◆ **PASSAGE TO READ**:
Once the heating element has been energized, liquid in the apparatus is heated to boiling, though if for any reason heating is to be stopped, the off button 50 can be depressed. Depressing the “off” button causes the spigot 54 on the live switch lever to be moved downwards by means of the wedge 52 on the “off” button 50. This lifts the moveable neutral contact member 8 away from the fixed neutral contact 114, and breaks the electrical circuit thus de-energizing the heating element. Otherwise, heating proceeds to boiling, which produces steam in the apparatus. The increasing pressure of the increasing volume of steam forces the steam into the steam tube and down to impinge on the steam bimetal 41. The snap acting temperature of the bimetal 41 does not need to be arranged at 100° C., i.e. boiling, but can be lower, e.g. 75° C., as it is merely the presence of steam which indicates boiling in the apparatus. This enables reliable boil detection. When the steam bimetal 41 snaps, because the base 43 of the bimetal 41 is touching the vertical mount plate 18, all the movement of the bimetal 41 occurs in the hoop section 44. The steam bimetal 41 pushes down on the hook shaped tab 45 on the live switch lever 10, thus pivoting the live switch lever 10 which lifts the moveable live contact member 6 clear of the fixed live contact 112 in the base connector part 4, 102. This breaks the circuit and de-energizes the heating element. If the liquid is desired to be boiled shortly after the heating element has been de-energized, the “on” button 48 can be depressed which rotates the steam override lever 55 via the notch 53 on the arm of the “on” button 48. The steam override lever 55 pushes the steam bimetallic actuator 41 away from the hook shaped tab 45 on the live switch lever 10 and thus allows the live contact 6 to remake, energizing the heating element again.

[Stored entries]

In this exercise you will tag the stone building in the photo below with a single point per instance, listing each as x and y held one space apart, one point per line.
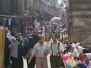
79 19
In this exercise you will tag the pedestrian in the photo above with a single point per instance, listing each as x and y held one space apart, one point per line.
14 52
32 40
29 46
40 50
7 53
56 50
35 36
20 53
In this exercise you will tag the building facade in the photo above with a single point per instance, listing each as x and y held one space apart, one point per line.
79 19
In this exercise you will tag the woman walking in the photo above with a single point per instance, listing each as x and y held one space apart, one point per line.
14 52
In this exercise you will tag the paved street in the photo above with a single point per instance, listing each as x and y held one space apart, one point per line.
25 64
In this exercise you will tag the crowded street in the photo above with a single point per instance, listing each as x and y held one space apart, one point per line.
45 33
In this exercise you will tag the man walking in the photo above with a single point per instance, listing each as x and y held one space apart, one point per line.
56 50
40 50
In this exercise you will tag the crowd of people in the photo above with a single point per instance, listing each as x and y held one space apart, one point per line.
17 47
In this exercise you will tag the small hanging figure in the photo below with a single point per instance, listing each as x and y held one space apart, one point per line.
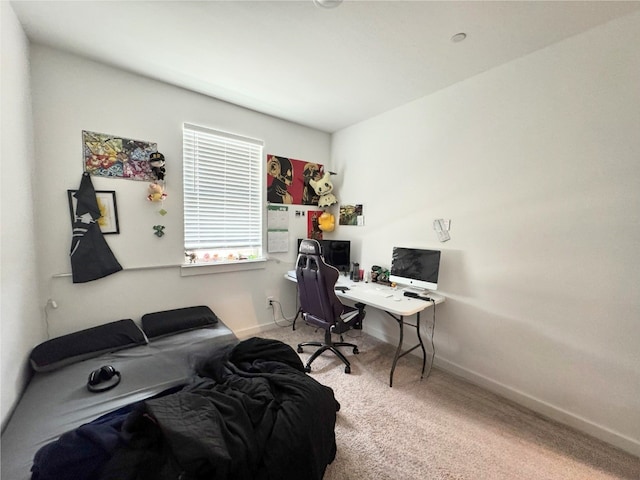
324 189
156 193
156 160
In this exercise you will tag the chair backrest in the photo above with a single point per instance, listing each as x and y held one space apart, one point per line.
316 282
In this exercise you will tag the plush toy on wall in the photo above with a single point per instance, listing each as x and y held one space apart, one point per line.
156 193
323 188
326 222
156 161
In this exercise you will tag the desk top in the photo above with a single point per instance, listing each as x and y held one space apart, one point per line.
379 296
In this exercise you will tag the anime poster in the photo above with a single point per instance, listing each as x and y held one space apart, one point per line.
313 226
288 180
110 156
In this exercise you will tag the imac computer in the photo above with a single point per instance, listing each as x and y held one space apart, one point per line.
415 269
336 253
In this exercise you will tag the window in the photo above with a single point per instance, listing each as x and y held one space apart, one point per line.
222 196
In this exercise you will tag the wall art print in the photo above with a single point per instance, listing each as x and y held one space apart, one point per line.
351 215
112 156
288 180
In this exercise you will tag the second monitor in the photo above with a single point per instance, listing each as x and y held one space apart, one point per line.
336 253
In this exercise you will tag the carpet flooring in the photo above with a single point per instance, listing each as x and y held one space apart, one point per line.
443 427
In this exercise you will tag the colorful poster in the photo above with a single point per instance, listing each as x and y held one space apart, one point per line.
288 180
110 156
313 226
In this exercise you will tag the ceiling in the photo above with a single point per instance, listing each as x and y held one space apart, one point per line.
324 68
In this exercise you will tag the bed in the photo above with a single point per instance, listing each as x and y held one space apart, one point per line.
189 399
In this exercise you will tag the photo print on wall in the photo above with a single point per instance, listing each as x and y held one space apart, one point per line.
288 180
112 156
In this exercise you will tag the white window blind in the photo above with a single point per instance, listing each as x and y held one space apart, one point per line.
222 191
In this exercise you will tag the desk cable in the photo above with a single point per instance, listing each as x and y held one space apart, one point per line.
433 332
289 321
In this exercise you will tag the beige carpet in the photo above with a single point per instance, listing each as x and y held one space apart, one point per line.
443 427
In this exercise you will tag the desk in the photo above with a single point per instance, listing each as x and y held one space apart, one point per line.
393 303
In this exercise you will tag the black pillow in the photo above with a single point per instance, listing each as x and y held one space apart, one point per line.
89 343
179 320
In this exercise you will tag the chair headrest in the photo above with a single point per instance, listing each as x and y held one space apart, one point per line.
310 247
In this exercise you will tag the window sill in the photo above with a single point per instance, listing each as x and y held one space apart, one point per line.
190 269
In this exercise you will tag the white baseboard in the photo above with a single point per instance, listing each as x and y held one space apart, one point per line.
548 410
245 333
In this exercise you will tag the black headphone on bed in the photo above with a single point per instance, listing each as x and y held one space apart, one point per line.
106 373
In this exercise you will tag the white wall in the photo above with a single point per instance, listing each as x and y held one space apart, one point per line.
20 317
71 95
537 165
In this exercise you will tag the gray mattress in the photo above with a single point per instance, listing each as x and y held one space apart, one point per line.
56 402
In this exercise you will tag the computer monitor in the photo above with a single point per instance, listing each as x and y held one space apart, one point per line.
416 268
336 253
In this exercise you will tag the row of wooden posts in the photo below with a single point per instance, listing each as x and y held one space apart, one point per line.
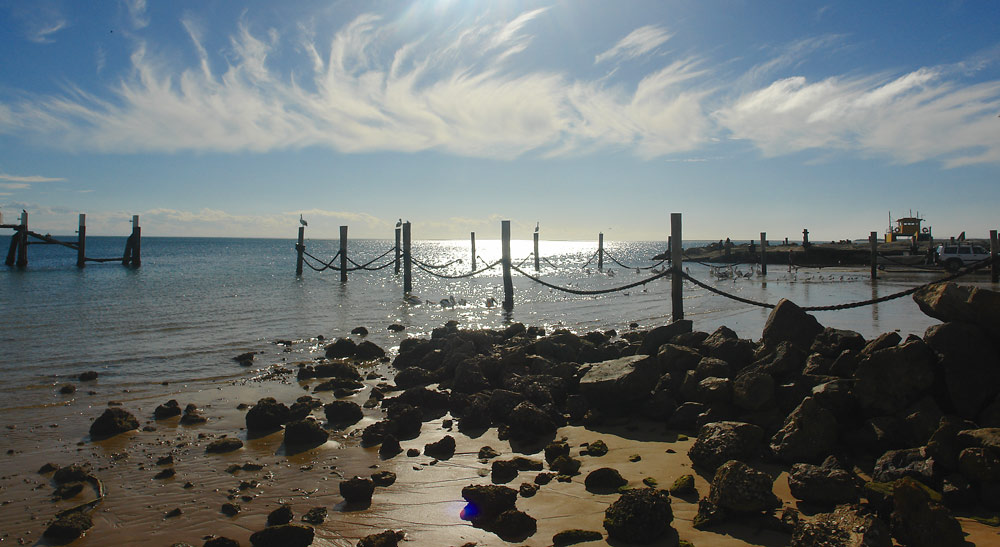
674 245
17 254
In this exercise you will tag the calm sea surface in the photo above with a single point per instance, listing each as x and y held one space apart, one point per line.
196 303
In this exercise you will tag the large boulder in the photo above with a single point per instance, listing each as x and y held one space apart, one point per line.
719 442
113 421
809 433
847 526
891 379
640 515
951 302
789 323
611 384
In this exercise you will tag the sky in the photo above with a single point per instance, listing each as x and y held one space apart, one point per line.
220 118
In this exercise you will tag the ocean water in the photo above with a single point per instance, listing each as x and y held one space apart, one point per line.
197 302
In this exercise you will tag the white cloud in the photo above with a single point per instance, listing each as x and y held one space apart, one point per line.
639 42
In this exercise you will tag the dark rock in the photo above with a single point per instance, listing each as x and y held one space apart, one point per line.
341 414
720 442
891 379
281 515
388 538
739 488
809 433
225 444
285 535
443 449
383 478
641 515
342 347
307 433
823 485
68 527
604 480
112 422
788 323
847 526
357 490
266 415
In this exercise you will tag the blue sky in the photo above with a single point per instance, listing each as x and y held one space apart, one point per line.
232 118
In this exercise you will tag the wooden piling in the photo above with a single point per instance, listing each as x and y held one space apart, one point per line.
536 251
22 242
81 242
300 248
677 261
508 284
407 266
763 253
473 241
994 250
600 251
873 240
397 249
343 254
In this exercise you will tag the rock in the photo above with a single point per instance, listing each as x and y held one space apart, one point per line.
342 347
167 410
367 351
809 433
739 488
281 515
572 537
68 527
225 444
950 302
443 449
341 414
285 535
788 323
847 526
604 480
383 478
823 485
357 490
720 442
113 421
486 502
302 434
891 379
267 415
641 515
513 525
661 335
919 521
388 538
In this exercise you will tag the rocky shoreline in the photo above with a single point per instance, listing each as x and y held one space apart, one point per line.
874 441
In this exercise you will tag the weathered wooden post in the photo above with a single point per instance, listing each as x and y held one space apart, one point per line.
473 241
407 266
22 242
536 250
81 242
508 284
763 253
994 250
600 251
300 248
676 259
343 254
873 240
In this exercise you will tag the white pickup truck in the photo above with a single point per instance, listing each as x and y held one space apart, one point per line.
960 255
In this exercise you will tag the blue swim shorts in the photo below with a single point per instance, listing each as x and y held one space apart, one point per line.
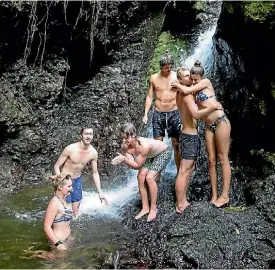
76 195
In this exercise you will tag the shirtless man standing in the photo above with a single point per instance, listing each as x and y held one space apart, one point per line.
166 114
189 141
72 160
152 157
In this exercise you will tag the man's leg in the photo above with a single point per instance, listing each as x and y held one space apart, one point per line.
153 189
143 193
189 150
175 143
75 207
182 181
174 124
76 196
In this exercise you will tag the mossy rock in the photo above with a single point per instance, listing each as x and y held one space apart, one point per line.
258 10
167 44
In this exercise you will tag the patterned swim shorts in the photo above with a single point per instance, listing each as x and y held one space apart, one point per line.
190 146
159 162
170 121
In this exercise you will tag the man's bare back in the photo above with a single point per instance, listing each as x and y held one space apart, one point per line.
189 124
148 147
165 99
77 158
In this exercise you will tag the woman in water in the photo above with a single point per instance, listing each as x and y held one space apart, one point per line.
59 213
217 132
152 157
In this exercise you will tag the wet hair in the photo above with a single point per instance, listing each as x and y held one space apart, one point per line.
83 129
197 69
129 129
179 72
165 60
60 180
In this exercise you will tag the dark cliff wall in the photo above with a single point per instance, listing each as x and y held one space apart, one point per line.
40 116
244 52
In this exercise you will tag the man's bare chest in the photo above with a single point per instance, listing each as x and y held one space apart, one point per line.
80 158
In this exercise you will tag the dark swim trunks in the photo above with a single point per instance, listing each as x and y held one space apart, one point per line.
76 195
159 162
190 146
171 121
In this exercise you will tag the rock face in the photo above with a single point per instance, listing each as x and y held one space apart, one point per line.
203 236
244 61
240 236
40 116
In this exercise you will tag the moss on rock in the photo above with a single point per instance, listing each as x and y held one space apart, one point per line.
258 10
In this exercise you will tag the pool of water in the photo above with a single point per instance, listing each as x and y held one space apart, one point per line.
97 233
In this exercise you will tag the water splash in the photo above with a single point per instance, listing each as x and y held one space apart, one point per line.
203 52
122 195
117 198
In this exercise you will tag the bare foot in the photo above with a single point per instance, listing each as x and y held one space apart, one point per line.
222 202
157 177
180 209
152 215
213 199
142 213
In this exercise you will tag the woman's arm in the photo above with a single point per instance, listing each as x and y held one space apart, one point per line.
204 83
49 218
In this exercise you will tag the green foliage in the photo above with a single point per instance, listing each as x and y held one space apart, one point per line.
258 10
228 6
200 5
166 44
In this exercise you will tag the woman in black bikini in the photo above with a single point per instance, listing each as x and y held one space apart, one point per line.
217 133
59 213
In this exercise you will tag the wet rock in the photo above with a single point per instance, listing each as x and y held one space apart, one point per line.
202 237
48 116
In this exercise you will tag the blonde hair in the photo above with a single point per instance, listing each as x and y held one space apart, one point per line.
179 72
60 180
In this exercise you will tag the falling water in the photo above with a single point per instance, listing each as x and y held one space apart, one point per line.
123 194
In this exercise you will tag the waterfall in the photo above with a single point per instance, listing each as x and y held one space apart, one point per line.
203 52
123 194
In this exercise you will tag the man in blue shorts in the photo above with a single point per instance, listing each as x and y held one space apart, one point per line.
166 115
72 160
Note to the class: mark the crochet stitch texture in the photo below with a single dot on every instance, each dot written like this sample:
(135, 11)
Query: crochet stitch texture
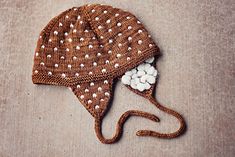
(86, 48)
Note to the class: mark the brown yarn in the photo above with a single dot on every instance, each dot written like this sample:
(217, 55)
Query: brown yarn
(86, 48)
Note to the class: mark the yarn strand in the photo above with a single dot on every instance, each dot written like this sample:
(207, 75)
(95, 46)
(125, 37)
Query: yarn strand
(120, 123)
(164, 135)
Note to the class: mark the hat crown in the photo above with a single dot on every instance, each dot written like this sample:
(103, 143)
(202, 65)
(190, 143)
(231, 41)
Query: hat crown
(91, 42)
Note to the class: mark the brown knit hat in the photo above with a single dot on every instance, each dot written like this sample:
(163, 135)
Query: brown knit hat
(86, 48)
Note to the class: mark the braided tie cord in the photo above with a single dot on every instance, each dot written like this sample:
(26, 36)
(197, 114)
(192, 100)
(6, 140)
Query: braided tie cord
(127, 114)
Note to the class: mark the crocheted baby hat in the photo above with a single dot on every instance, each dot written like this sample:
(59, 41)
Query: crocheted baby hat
(86, 48)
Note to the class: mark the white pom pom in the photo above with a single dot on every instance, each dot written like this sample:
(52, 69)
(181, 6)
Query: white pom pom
(129, 73)
(151, 79)
(150, 71)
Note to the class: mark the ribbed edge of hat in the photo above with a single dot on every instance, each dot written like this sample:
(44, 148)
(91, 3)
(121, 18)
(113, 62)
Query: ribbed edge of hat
(68, 81)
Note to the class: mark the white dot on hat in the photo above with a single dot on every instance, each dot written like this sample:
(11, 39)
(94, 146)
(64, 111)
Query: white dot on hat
(70, 40)
(81, 65)
(106, 94)
(116, 65)
(140, 42)
(99, 89)
(90, 46)
(97, 107)
(74, 57)
(118, 55)
(140, 31)
(94, 95)
(110, 41)
(86, 56)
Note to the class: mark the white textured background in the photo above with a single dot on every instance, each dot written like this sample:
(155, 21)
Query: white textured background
(197, 78)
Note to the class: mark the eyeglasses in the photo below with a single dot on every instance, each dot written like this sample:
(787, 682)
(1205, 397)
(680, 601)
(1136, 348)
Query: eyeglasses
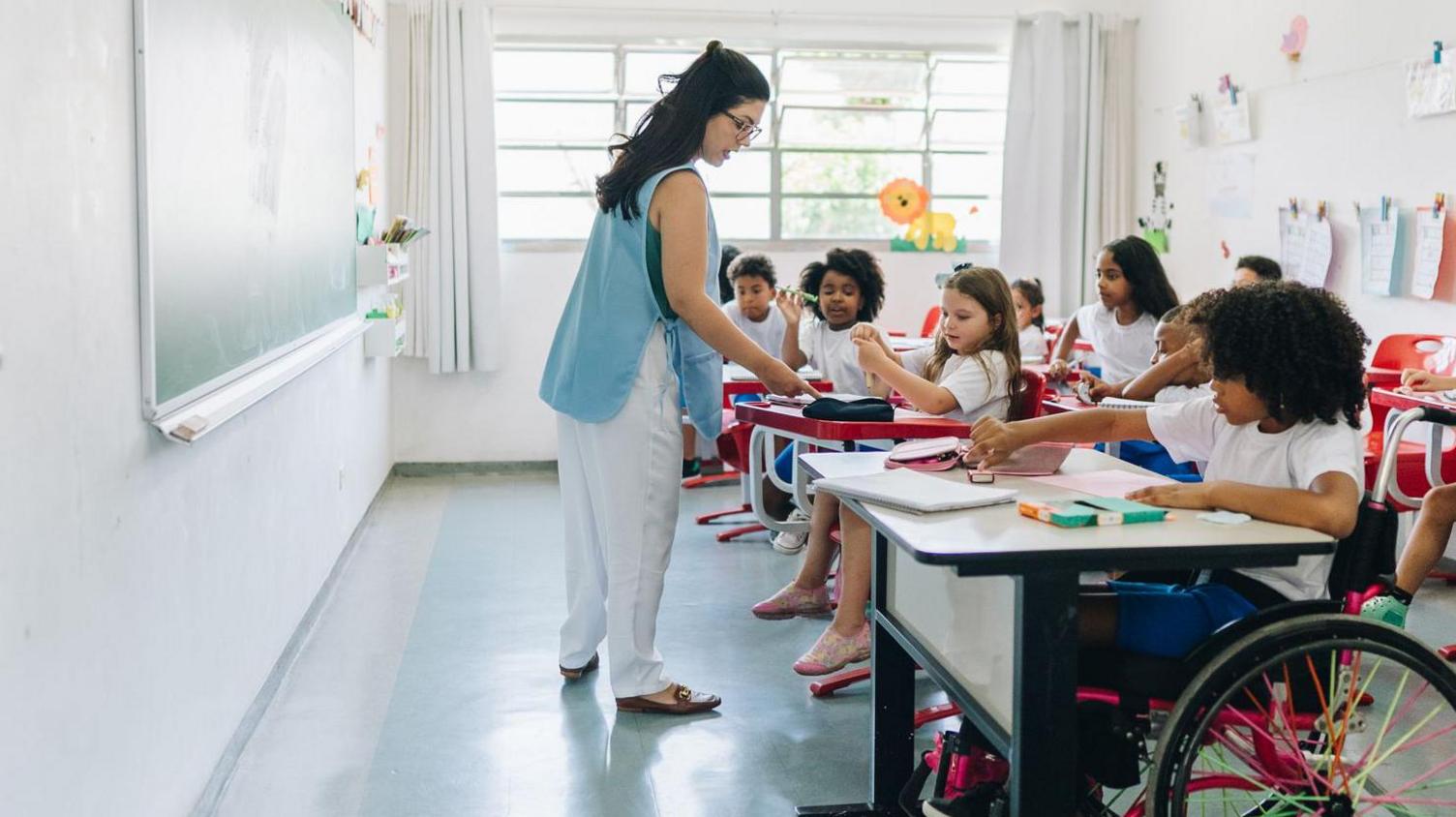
(744, 129)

◆ **SET OF TASKS**:
1. Translate this sentence from the passage on the heating switch into Spanish: "This enables reliable boil detection."
2. How many lines of the records contain the word "braided"? Give only the number.
The passage on the heating switch and the records come from unrelated sources.

◆ **ANSWERS IN ORDER**:
1. Esto permite una detección fiable de la ebullición.

2. 2